* TEKS BACAAN:
Eks Presiden ACT Ahyudin Divonis 3,5 Tahun Penjara dalam Kasus Penggelapan Donasi

Ahyudin
Ahyudin. | Ist

FORUM KEADILAN – Eks Presiden Aksi Cepat Tanggap (ACT) Ahyudin divonis 3,5 tahun penjara. Ahyudin dinyatakan terbukti melakukan penggelapan terkait dana donasi dari Boeing untuk keluarga atau ahli waris korban kecelakaan Lion Air 610.

“Mengadili, menyatakan terdakwa Ahyudin terbukti secara sah dan meyakinkan bersalah melakukan tindak pidana serta melakukan, menyuruh melakukan dan turut serta melakukan perbuatan penggelapan dalam jabatan,” kata hakim di Pengadilan Negeri Jaksel, Jalan Ampera Raya, Selasa, 24/1/2023.

Bacaan Lainnya

“Menjatuhkan pidana terhadap terdakwa Ahyudin 3 tahun 6 bulan penjara,” ujar hakim.

Ahyudin dinyatakan bersalah melanggar Pasal 374 KUHP juncto pasal 55 ayat 1 ke-1 KUHP. Hakim menyatakan tak ada alasan pembenar dan pemaaf bagi Ahyudin.

Ahyudin dituntut 4 tahun penjara. Jaksa penuntut umum (JPU) meyakini Ahyudin bersalah melakukan penggelapan terkait dana Rp 117 miliar dari donasi Boeing untuk keluarga atau ahli waris korban kecelakaan Lion Air 610.

“Menuntut supaya majelis hakim yang memeriksa dan mengadili perkara ini memutuskan menyatakan terdakwa Ahyudin terbukti secara sah dan meyakinkan bersalah melakukan tindak pidana serta melakukan, menyuruh melakukan dan turut serta melakukan perbuatan penggelapan dalam jabatan,” kata jaksa di Pengadilan Negeri (PN) Jakarta Selatan, Selasa, 27/12/2022.

“Menjatuhkan pidana terhadap terdakwa Ahyudin dengan pidana selama 4 tahun penjara,” ujar jaksa lagi.

Gelapkan Dana 

Perkara ini bermula pada 29 Oktober 2018, ketika pesawat Lion Air dengan nomor penerbangan 610, dengan pesawat Boeing 737 Max 8, jatuh setelah lepas landas dari Bandara Soekarno-Hatta Jakarta, Indonesia. Kejadian tersebut mengakibatkan 189 penumpang dan kru meninggal dunia.

Kemudian, The Boeing Company atau Boeing menyediakan dana sebesar USD 25 juta melalui Boeing Financial Assistance Fund (BFAF) untuk keluarga atau ahli waris korban kecelakaan Lion Air 610.

* PERINTAH TUGAS:
**1.** Menurut berita vonis Ahyudin, berapa penumpang dan kru yang meninggal dunia dalam kecelakaan Lion Air 610?
**2.** Cetak bagian berita vonis Ahyudin yang dimulai pada kata-kata "FORUM KEADILAN –" dan berhenti setelah "Raya, Selasa, 24/1/2023.".

* DATA MENTAH:
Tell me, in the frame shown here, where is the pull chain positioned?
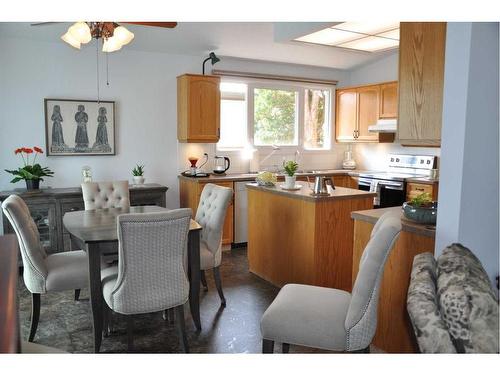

* JAWABAN PER TUGAS:
**1.** 189 penumpang dan kru.

**2.**
FORUM KEADILAN – Eks Presiden Aksi Cepat Tanggap (ACT) Ahyudin divonis 3,5 tahun penjara. Ahyudin dinyatakan terbukti melakukan penggelapan terkait dana donasi dari Boeing untuk keluarga atau ahli waris korban kecelakaan Lion Air 610.

“Mengadili, menyatakan terdakwa Ahyudin terbukti secara sah dan meyakinkan bersalah melakukan tindak pidana serta melakukan, menyuruh melakukan dan turut serta melakukan perbuatan penggelapan dalam jabatan,” kata hakim di Pengadilan Negeri Jaksel, Jalan Ampera Raya, Selasa, 24/1/2023.